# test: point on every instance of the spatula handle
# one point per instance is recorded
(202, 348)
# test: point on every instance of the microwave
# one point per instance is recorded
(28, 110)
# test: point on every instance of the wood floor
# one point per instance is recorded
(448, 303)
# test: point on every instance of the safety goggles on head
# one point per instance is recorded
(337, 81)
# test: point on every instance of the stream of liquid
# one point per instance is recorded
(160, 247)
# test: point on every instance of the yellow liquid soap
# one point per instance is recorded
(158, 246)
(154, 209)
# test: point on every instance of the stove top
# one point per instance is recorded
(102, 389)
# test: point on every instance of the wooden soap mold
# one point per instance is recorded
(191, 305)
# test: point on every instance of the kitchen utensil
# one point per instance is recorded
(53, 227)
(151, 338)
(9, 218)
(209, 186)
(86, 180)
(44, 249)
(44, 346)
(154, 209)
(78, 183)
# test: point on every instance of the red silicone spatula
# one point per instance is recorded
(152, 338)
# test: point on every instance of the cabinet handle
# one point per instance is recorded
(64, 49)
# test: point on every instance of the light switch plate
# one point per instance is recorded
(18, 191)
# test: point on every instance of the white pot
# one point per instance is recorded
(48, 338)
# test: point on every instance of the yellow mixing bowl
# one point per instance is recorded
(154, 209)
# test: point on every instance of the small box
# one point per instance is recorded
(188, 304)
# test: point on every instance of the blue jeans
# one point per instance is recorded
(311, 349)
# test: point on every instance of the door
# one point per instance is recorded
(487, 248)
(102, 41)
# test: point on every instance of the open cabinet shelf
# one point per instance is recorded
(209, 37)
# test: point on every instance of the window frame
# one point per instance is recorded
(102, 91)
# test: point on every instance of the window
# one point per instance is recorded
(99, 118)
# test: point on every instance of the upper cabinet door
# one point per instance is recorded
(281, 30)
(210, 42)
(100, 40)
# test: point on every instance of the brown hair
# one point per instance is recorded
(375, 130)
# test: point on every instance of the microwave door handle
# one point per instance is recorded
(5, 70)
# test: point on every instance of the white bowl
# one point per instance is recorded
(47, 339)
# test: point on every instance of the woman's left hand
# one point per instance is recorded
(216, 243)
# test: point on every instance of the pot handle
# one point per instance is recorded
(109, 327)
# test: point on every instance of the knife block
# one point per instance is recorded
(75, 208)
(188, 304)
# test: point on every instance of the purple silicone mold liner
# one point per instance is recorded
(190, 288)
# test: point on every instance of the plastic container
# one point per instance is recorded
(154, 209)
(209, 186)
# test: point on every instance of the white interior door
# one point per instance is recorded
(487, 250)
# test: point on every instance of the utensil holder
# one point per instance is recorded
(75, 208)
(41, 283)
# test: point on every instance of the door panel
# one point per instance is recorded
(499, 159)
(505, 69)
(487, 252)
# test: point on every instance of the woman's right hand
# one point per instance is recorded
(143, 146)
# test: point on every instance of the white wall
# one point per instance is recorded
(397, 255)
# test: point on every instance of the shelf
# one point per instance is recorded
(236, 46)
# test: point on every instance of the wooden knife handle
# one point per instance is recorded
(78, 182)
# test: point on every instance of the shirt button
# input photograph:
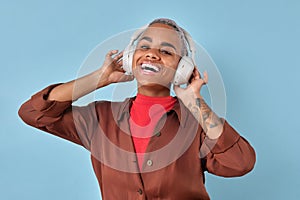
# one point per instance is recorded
(149, 163)
(140, 191)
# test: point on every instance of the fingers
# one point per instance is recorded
(126, 78)
(111, 52)
(205, 77)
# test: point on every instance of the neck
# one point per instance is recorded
(154, 91)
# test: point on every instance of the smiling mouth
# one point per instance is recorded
(150, 68)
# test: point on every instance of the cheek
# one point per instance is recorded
(135, 58)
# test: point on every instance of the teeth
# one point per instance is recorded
(150, 67)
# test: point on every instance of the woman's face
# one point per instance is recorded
(157, 55)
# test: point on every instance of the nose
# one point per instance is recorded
(152, 54)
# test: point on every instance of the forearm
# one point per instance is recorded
(209, 121)
(77, 88)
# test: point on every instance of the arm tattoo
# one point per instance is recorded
(206, 117)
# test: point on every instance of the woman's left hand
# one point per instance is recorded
(192, 90)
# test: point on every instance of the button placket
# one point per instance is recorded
(149, 162)
(140, 191)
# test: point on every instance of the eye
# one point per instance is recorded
(166, 52)
(144, 47)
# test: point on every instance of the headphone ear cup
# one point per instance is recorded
(127, 58)
(184, 71)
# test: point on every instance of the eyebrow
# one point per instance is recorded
(162, 44)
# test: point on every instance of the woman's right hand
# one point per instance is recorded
(112, 71)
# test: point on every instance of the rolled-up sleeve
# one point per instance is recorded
(61, 119)
(230, 155)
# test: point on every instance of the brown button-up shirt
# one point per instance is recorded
(175, 160)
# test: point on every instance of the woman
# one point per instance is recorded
(152, 146)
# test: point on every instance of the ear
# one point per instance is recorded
(184, 71)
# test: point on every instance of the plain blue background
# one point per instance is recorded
(255, 45)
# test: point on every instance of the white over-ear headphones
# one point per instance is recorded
(185, 66)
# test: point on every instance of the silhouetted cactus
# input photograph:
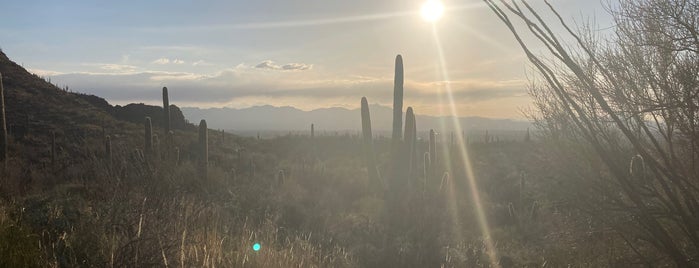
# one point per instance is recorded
(281, 177)
(445, 183)
(637, 168)
(433, 147)
(166, 110)
(108, 148)
(27, 125)
(369, 143)
(252, 166)
(148, 138)
(232, 174)
(410, 142)
(427, 165)
(3, 132)
(176, 155)
(397, 170)
(156, 146)
(527, 137)
(203, 150)
(398, 100)
(522, 177)
(53, 148)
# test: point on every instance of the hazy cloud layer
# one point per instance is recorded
(165, 61)
(268, 64)
(245, 85)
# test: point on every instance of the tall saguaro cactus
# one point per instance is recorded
(166, 109)
(398, 99)
(369, 143)
(53, 148)
(148, 138)
(433, 147)
(108, 148)
(3, 132)
(203, 149)
(410, 141)
(396, 154)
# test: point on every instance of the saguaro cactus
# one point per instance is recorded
(166, 110)
(433, 147)
(53, 148)
(369, 143)
(410, 141)
(3, 132)
(148, 138)
(396, 154)
(398, 100)
(203, 149)
(108, 148)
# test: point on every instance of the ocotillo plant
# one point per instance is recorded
(166, 110)
(203, 150)
(369, 143)
(3, 132)
(397, 123)
(148, 138)
(410, 141)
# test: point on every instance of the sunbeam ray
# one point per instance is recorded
(464, 157)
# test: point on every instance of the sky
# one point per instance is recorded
(307, 54)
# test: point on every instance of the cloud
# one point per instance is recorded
(164, 61)
(243, 84)
(270, 65)
(161, 61)
(41, 72)
(201, 63)
(118, 67)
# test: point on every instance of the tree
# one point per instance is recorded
(631, 99)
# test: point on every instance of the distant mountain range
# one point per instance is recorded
(270, 118)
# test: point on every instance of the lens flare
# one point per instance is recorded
(464, 158)
(432, 10)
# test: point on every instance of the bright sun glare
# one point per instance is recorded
(432, 10)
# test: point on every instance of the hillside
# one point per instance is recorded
(35, 108)
(334, 119)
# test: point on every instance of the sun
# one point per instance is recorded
(432, 10)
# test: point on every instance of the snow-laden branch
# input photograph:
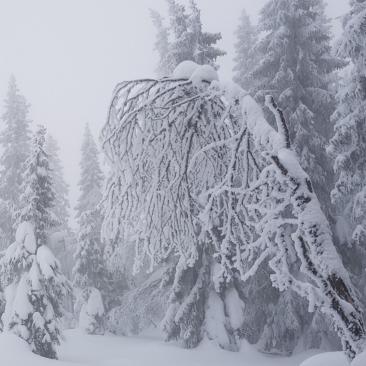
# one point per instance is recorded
(196, 169)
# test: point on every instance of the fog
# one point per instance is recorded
(67, 55)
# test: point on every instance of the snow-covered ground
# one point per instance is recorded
(149, 350)
(79, 349)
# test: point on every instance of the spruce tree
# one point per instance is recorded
(61, 204)
(297, 68)
(91, 180)
(184, 39)
(35, 286)
(15, 143)
(90, 274)
(246, 58)
(348, 145)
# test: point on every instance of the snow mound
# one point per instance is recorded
(328, 358)
(194, 72)
(16, 352)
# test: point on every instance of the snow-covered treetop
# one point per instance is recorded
(183, 39)
(38, 195)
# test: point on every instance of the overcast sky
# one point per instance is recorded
(67, 56)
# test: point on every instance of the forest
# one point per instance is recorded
(221, 217)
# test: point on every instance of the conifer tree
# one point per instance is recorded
(35, 285)
(246, 58)
(348, 145)
(61, 188)
(184, 39)
(90, 274)
(91, 180)
(296, 68)
(15, 143)
(208, 186)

****

## Task description
When a line of the material holds the string "yellow", copy that line.

## Task output
# test: point on every instance of the yellow liquid soap
# test: point on every instance of the yellow mixing bowl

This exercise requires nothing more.